YOUR GOAL
Say whether each statement below agrees with the question about annulment and divorce, and answer yes or no with the exact words from the text that decide it. 1. The writer understands divorce to be cheaper than annulment. 2. The text says the Philippines allows divorce. 3. The writer hopes to claim that whenever annulments are possible, there are incentives to seek one instead of a divorce.

TEXT SHOWN below:

Note 1: This question is supposed to be a lemma here: Why is it not that a state divorce is actually an argument AGAINST a church annulment petition rather than a necessary condition for such petition? I am hoping to claim:

Whenever annulments are possible, there are incentives to getting an annulment (a civil/secular annulment) instead of a divorce, even if divorce is cheaper.

Question: If you're not in the Philippines or Vatican, why would anyone seek an annulment (as in a secular/civil annulment of course) instead of a divorce? My understanding is that divorce is cheaper, so even your (secular/civil) marriage is invalid, why not just say it's valid and divorce to save money?

I guess we can take cases:

Case 1. The invalidity of your marriage can be proven beyond reasonable doubt.

Case 2. You're not sure the invalidity of your marriage can be proven beyond reasonable doubt. So, maybe there's a risk of wasting money or time in applying for an annulment, when you'd just be told to divorce instead.

Also, since this is Legal SE, I guess the answer would be in terms of judicial economy, legislative intent, legal consequences (alimony, custody, etc), state interests, etc.

Note 2: replace 'reasonable doubt' with 'preponderance of evidence'/'balance of probabilities' or whatever (wow I'm actually so intrigued about all the levels that I'm discovering just now), if need be. Depends on whatever is the burden of proof standard here.

Also maybe related:

How do Filipino Catholics get a church annulment when their state marriage is valid, considering the Philippines doesn't have divorce?

Marriage invalid. Would a church annulment require a state annulment or state divorce?

End of TEXT SHOWN.
GIVEN RECORDS below:

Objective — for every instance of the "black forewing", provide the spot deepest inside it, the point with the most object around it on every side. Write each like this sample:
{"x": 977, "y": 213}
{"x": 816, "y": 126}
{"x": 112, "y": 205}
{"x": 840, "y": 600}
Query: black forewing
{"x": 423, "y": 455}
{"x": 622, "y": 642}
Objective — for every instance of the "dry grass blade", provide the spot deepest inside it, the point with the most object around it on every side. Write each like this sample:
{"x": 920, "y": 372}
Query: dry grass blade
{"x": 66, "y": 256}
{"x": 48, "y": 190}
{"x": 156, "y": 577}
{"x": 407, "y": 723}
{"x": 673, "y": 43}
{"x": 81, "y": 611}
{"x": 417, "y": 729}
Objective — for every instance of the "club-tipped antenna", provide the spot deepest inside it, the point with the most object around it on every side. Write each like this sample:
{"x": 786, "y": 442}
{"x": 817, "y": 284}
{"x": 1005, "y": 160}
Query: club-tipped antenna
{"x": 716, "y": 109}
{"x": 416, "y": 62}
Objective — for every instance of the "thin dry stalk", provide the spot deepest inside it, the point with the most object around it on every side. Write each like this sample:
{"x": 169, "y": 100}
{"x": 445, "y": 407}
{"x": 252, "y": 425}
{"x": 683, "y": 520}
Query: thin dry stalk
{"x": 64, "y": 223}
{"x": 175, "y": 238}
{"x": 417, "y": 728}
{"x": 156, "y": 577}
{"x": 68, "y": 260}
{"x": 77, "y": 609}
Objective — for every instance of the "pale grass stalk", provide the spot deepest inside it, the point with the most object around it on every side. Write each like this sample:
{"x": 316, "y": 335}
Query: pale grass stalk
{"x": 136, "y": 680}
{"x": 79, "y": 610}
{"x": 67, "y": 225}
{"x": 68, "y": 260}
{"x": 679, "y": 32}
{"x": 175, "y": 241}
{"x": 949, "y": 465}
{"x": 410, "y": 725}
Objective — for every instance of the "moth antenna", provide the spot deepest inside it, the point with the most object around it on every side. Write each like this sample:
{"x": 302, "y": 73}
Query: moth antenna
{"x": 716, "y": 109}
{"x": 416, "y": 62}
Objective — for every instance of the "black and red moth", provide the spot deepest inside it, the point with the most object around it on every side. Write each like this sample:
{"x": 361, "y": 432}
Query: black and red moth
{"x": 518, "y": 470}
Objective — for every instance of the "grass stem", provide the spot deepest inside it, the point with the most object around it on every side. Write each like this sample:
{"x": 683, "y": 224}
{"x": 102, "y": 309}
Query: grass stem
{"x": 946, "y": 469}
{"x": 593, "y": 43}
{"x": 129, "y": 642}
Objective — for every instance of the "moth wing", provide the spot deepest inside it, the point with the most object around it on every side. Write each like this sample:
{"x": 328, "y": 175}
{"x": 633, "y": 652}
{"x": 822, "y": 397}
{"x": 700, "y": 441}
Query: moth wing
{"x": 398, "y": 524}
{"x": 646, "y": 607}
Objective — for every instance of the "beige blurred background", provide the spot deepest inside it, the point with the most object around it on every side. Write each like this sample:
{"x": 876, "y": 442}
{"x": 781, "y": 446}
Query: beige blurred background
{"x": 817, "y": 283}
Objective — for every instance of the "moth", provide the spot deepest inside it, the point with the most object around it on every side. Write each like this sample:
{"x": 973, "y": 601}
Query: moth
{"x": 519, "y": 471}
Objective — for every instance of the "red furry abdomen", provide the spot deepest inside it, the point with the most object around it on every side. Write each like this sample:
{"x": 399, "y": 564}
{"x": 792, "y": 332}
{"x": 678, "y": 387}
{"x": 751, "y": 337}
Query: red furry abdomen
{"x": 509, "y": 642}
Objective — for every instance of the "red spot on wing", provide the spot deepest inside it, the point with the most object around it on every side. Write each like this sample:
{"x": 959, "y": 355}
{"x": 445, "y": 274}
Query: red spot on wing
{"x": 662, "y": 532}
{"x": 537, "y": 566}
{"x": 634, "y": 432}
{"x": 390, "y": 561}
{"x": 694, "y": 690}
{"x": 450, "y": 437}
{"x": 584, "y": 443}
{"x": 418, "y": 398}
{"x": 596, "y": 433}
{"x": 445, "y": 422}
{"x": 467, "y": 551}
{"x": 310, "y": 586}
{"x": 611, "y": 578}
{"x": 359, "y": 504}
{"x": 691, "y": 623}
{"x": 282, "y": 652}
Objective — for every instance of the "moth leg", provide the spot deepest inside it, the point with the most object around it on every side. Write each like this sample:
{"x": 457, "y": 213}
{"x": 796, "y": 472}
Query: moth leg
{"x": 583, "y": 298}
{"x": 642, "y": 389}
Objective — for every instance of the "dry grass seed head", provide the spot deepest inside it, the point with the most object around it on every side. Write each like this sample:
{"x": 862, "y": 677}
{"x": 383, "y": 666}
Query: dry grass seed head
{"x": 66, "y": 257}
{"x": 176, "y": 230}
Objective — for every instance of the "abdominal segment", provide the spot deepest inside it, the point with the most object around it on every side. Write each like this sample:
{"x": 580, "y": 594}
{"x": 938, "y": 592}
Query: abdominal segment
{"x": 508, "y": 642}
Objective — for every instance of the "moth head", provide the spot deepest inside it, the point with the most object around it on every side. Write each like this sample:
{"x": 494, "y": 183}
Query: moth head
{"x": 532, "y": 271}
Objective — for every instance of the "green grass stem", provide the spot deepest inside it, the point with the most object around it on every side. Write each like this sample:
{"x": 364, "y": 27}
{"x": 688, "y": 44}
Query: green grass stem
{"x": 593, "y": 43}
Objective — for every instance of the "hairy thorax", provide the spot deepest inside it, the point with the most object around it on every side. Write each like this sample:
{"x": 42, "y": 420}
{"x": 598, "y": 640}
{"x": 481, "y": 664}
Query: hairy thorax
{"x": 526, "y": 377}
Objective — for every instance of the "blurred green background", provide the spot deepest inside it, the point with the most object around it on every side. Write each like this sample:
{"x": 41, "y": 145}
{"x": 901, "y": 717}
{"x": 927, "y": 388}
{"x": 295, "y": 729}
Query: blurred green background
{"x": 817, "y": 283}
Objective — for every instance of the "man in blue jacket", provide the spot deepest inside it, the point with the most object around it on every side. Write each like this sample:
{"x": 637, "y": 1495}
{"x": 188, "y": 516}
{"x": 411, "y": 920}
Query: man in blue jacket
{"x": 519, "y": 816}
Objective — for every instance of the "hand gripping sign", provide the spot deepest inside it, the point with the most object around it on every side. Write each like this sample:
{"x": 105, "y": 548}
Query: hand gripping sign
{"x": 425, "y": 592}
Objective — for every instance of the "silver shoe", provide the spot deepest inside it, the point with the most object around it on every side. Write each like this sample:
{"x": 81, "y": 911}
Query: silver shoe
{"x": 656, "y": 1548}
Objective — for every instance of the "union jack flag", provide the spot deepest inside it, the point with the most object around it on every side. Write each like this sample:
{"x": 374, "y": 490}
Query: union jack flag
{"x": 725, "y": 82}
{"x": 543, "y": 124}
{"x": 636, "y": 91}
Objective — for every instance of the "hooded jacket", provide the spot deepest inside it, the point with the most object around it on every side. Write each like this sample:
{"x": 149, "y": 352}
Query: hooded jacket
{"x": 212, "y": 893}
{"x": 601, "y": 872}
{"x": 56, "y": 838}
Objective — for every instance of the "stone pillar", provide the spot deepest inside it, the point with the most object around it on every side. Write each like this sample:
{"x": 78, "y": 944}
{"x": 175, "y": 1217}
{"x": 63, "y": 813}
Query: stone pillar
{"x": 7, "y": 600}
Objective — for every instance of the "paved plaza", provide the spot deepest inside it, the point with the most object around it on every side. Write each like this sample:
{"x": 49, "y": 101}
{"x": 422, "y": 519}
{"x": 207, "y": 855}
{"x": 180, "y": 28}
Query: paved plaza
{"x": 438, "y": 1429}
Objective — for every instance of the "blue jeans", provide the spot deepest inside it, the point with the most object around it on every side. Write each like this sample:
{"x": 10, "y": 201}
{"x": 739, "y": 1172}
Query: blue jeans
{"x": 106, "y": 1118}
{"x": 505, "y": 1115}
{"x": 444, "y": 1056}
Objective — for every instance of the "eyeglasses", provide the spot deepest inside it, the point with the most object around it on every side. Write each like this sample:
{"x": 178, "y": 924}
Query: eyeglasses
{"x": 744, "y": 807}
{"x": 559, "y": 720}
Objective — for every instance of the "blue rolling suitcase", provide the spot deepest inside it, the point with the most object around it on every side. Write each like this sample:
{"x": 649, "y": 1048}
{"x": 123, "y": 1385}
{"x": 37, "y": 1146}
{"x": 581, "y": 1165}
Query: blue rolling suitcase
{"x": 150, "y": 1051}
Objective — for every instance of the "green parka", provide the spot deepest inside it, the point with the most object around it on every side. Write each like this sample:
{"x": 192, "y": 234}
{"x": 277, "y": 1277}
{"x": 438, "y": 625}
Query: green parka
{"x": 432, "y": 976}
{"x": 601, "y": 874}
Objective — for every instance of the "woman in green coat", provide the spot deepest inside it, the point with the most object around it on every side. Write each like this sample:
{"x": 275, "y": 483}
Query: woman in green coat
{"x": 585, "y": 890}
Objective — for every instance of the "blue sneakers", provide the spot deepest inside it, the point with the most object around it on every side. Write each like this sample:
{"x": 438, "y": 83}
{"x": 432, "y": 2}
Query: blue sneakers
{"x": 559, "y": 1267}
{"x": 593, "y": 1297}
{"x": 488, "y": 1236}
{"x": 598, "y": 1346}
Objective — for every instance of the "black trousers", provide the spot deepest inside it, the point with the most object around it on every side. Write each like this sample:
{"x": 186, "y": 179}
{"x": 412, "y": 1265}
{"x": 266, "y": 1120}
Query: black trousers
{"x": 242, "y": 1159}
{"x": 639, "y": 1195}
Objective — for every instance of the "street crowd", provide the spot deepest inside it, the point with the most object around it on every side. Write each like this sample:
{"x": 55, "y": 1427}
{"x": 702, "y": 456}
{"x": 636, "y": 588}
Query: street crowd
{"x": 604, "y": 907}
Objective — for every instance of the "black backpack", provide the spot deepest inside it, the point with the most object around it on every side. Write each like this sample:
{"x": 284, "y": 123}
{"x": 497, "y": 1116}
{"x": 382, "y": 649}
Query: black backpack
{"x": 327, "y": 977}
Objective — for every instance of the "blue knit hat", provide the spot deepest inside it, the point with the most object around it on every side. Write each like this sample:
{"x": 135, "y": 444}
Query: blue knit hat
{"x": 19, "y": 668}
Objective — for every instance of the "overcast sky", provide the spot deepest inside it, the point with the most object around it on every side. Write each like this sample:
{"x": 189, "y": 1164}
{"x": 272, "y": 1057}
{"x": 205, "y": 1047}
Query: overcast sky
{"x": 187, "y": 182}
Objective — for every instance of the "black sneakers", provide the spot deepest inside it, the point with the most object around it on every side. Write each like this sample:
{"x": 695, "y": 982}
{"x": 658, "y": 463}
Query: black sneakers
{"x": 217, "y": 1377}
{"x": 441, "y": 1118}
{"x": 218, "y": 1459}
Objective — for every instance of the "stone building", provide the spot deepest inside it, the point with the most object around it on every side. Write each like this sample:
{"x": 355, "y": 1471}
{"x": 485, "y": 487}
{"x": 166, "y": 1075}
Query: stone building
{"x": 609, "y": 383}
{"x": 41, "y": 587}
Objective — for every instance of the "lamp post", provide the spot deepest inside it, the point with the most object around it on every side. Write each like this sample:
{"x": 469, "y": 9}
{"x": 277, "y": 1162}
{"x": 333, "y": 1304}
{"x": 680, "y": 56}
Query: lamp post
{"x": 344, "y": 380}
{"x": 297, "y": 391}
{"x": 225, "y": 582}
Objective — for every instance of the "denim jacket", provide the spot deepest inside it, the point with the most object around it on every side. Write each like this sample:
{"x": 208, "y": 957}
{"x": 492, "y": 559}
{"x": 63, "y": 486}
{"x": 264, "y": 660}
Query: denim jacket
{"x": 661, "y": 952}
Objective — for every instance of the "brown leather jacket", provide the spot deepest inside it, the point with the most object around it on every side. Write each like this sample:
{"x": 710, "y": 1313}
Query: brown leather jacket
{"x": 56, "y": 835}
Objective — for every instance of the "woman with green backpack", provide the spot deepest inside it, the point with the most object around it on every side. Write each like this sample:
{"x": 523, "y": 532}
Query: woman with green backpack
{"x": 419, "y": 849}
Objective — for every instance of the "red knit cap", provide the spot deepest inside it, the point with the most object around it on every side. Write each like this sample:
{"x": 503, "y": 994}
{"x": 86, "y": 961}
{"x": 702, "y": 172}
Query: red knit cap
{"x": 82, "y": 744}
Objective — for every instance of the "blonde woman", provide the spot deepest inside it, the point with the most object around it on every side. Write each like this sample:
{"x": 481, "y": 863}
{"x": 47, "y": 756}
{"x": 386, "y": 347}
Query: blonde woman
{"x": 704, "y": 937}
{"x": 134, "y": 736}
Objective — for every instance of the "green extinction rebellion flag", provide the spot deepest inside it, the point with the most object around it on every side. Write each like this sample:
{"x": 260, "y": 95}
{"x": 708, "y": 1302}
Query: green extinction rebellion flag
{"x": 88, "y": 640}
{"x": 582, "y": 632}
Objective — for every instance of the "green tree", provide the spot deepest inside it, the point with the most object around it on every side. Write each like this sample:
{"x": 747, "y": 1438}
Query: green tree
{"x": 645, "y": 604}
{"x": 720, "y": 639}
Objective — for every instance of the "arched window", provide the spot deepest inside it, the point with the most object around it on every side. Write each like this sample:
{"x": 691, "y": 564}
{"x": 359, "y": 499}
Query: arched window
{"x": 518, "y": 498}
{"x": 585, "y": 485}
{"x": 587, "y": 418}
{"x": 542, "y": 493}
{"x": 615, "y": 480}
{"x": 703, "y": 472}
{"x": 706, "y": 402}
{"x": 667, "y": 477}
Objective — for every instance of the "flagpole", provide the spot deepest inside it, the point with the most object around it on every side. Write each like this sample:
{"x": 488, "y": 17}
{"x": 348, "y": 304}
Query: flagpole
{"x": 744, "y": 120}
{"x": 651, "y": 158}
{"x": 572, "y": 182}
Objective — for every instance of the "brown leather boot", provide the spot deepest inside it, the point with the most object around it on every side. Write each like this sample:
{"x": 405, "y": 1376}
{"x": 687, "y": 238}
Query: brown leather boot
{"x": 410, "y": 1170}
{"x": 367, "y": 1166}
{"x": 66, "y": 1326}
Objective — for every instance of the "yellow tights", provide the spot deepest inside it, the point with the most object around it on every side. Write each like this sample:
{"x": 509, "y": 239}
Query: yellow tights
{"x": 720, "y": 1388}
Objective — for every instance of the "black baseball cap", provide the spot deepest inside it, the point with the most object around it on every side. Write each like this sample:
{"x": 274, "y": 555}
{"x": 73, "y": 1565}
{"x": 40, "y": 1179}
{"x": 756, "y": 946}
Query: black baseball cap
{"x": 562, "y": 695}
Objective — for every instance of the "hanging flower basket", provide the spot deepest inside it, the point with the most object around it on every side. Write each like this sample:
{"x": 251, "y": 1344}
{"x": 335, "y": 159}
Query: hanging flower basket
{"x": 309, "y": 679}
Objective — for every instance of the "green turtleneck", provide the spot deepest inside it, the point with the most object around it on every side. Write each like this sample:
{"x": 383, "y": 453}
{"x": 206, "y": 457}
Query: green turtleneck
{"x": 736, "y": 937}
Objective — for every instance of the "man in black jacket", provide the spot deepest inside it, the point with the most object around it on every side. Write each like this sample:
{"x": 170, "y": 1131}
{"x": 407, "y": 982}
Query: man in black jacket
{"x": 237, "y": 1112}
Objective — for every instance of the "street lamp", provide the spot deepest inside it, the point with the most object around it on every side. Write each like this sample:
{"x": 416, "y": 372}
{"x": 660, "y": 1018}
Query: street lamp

End of GIVEN RECORDS.

TASK RESULT
1. Yes: "My understanding is that divorce is cheaper"
2. No: "considering the Philippines doesn't have divorce"
3. Yes: "Whenever annulments are possible, there are incentives to getting an annulment (a civil/secular annulment) instead of a divorce"